--- start of LISTED ENTRIES ---

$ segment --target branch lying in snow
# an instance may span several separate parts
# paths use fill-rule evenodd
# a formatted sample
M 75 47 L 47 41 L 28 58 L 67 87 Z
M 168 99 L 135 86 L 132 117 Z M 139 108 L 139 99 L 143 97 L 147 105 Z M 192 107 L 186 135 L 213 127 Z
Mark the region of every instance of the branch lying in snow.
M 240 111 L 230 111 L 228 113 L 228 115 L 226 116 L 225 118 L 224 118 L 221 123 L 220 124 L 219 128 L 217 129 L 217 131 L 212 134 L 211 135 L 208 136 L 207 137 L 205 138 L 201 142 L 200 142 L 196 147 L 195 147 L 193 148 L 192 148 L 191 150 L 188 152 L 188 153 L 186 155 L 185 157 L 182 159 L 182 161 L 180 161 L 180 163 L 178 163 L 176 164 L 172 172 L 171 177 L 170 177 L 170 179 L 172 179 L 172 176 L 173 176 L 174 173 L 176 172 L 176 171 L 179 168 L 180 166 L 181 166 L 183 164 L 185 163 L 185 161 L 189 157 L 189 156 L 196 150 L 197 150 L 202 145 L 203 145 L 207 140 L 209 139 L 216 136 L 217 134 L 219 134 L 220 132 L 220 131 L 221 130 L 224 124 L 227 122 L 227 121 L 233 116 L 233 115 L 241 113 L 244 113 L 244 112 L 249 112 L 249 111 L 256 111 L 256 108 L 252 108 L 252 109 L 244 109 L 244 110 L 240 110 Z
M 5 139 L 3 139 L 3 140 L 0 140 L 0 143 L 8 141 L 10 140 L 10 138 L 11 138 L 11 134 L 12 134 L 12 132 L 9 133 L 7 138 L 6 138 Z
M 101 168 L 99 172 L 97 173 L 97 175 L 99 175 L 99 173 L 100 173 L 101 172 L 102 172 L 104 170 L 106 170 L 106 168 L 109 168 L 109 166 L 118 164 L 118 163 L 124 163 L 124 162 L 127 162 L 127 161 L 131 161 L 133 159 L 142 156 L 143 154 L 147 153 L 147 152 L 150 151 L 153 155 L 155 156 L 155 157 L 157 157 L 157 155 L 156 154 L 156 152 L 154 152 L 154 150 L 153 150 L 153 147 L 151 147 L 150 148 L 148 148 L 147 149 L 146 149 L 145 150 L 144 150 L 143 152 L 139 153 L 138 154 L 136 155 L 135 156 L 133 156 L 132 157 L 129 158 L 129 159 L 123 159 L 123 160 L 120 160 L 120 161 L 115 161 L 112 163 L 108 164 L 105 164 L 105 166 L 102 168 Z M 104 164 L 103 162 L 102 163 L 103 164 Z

--- end of LISTED ENTRIES ---

* EXERCISE DESCRIPTION: Edit the stretch of the entries from the beginning through the line containing "Mark the region", putting "mud" wherever "snow" appears and leaving everything else unchanged.

* WRITTEN RESPONSE:
$ segment --target branch lying in mud
# an instance may span several separate parts
# paths use fill-rule evenodd
# a formatted sample
M 75 47 L 47 41 L 28 58 L 67 87 Z
M 168 99 L 135 86 L 132 117 Z M 139 108 L 139 99 L 143 97 L 147 105 Z M 192 107 L 186 135 L 213 127 Z
Mark the region of every instance of the branch lying in mud.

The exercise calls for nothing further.